Aim |
Your task is to extract the lines from the one holding "Thank you for the photo. Could you pin the drone" through the end of the material. Set them down exactly and add nothing.
### Entries shown
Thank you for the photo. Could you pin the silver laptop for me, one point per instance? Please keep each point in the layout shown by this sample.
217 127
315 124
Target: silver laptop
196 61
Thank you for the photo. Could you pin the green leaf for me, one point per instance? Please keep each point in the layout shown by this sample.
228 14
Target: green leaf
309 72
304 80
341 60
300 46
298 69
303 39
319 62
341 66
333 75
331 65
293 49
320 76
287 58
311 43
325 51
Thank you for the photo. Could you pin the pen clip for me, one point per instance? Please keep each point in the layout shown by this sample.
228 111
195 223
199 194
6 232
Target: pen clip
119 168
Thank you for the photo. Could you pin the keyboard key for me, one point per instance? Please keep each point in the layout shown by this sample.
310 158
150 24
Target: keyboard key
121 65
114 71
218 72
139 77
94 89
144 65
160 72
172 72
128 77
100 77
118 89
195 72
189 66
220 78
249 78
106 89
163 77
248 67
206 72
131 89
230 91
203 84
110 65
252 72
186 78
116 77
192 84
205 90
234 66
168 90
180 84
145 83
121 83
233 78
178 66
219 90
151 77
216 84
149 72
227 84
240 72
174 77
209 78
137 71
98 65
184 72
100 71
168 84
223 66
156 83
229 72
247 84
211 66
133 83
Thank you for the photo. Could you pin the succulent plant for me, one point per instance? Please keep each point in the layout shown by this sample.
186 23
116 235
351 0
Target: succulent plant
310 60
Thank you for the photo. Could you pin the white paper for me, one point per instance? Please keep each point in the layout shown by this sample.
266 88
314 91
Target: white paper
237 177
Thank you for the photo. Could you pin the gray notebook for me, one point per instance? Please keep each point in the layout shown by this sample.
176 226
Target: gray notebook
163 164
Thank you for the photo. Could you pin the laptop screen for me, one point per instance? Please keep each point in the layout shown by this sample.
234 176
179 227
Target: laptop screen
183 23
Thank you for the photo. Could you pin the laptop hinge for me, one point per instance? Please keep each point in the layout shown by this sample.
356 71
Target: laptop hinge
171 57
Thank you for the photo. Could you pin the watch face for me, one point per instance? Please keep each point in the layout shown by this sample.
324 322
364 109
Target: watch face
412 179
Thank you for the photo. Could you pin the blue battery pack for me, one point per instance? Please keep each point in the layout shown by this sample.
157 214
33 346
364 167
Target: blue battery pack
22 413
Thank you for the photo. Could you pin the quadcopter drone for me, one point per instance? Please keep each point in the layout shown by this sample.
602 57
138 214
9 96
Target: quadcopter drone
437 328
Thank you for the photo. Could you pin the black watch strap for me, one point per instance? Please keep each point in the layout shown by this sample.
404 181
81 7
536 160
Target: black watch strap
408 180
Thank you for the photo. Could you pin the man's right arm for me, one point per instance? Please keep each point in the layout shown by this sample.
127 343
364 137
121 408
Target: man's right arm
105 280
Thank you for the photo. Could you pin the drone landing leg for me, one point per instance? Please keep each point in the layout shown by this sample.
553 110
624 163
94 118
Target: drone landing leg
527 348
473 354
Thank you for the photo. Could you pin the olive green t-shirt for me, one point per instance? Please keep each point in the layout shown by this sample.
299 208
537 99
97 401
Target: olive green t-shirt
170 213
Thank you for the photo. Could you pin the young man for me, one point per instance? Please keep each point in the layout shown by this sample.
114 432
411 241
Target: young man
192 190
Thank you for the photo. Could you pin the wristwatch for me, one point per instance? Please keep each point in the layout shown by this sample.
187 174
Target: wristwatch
######
Correct answer |
Thank you for the photo. Could you pin the drone landing leg for me, one point per instance? Please keep each point in the layout shown by this sample.
553 110
624 163
94 118
Target: drone landing leg
527 348
473 354
Thank you for the photo. Could you pin the olive green t-shirt for me, one point per instance? Please keep each point in the layout shown by this sample.
299 208
537 99
97 401
Target: olive green t-shirt
170 213
Thank you for the photo. Could you pin the young man for me, one point per instance? Please keep each point in the layout shown by this sample.
114 432
411 241
Target: young man
192 190
Thank you for the photo. Could you pin the wristwatch for me, one point per instance? Please keep each point in the layout shown by this sample.
187 174
Target: wristwatch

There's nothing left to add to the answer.